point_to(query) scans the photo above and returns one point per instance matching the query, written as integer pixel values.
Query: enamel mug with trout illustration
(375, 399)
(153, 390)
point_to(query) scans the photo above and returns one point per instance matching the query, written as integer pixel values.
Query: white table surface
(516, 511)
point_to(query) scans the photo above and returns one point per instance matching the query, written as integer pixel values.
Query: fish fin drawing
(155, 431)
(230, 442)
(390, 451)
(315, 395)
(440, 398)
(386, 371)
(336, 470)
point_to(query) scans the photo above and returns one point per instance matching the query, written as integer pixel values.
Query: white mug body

════════════════════

**Given instruction**
Can you set down every line of the data above, word for word?

**Expected answer**
point_to(query) scans the photo above and returns one point per instance matching the query, written as integer pixel values.
Query: enamel mug with trout illustration
(375, 399)
(153, 390)
point_to(query) scans the photo above and returns one point per instance matching the query, written as integer pixel values.
Query: white table surface
(516, 511)
point_to(query) scans the photo above and returns one point per instance matching the query, written as integer pixel values.
Query: fish fin drawing
(155, 431)
(230, 442)
(390, 451)
(315, 395)
(440, 398)
(386, 371)
(336, 470)
point_to(query) scans the photo above and returns one point per instance matching the query, written as integer pixel values.
Query: white mug body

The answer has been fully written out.